-- Opening Marker --

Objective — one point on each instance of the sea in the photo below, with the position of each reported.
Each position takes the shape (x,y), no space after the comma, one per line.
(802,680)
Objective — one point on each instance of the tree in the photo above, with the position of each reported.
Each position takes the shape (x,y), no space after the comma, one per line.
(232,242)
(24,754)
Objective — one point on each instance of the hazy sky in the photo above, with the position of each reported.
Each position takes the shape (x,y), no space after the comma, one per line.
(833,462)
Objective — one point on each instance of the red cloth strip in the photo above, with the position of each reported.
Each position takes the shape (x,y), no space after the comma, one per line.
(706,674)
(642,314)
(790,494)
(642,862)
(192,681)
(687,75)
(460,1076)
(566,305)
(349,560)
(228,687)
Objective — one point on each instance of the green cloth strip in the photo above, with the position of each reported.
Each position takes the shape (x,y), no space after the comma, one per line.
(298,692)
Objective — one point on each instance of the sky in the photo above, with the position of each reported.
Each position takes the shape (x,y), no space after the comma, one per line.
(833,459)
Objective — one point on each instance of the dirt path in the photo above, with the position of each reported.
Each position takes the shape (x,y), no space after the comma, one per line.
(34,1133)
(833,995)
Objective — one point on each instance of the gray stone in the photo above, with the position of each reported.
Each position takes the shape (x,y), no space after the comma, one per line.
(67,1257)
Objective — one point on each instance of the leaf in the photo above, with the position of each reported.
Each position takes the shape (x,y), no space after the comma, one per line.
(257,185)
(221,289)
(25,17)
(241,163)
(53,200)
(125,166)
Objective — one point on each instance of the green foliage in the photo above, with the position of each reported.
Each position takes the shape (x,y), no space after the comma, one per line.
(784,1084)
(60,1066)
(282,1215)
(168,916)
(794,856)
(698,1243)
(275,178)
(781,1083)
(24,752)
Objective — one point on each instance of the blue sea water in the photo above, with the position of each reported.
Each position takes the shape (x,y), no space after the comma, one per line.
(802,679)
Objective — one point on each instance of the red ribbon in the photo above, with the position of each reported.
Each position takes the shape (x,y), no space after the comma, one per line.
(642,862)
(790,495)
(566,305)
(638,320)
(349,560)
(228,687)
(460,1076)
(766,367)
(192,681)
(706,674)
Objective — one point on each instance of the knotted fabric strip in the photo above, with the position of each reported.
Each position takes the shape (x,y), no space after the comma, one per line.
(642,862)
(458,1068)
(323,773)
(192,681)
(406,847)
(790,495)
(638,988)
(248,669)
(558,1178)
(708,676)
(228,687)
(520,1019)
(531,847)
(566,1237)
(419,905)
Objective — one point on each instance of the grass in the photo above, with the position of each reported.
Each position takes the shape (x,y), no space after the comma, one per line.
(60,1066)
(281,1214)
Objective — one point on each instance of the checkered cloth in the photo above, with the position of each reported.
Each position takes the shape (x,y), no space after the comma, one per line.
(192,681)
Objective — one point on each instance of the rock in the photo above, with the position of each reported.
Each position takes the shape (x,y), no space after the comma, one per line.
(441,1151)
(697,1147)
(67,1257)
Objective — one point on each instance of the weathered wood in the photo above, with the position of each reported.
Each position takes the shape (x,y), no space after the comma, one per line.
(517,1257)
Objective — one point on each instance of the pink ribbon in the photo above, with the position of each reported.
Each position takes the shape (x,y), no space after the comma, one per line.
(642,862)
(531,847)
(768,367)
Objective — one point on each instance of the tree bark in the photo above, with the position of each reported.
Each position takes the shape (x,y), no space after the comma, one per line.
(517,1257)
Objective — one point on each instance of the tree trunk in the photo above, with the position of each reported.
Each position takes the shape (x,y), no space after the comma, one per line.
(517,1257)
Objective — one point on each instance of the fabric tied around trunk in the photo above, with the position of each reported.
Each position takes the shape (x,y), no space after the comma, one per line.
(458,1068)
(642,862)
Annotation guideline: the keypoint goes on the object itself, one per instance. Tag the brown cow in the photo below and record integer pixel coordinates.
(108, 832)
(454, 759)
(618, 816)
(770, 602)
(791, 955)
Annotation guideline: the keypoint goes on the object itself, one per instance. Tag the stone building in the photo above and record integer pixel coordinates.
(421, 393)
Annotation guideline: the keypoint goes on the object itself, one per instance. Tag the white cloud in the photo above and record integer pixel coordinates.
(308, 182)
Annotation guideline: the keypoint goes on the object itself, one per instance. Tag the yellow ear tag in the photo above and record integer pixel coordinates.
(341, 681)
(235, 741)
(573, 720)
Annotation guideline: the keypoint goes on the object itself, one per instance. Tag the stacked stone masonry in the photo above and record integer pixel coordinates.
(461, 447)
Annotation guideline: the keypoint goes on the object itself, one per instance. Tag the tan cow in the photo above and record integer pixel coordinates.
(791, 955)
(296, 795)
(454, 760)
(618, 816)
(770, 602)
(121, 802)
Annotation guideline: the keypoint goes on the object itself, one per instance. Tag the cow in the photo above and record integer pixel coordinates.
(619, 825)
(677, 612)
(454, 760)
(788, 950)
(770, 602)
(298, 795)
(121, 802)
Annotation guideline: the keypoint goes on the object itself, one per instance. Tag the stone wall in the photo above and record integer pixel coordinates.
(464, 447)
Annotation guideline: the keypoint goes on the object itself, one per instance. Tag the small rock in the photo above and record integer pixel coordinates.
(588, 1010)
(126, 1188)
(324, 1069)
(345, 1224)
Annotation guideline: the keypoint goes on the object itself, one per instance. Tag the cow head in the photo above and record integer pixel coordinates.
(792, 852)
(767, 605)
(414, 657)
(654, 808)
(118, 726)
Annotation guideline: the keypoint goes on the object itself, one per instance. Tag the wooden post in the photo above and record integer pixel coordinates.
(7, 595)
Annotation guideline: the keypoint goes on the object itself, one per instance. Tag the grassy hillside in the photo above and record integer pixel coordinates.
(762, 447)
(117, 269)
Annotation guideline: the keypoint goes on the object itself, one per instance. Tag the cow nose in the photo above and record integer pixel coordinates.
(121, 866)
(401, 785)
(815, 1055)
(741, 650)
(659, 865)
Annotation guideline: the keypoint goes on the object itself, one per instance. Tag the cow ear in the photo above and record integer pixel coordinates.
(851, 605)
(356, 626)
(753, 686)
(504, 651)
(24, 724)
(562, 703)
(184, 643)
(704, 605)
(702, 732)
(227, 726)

-- Closing Marker --

** TASK ITEM **
Filter the entries above down to the lines that contain the word "green".

** ANSWER AREA **
Objective — one point on each instance of the green cloth strip in the photo above, with the position of each reported.
Objective — one point on each instance of the green foliage in the photo above, with the position of each reported.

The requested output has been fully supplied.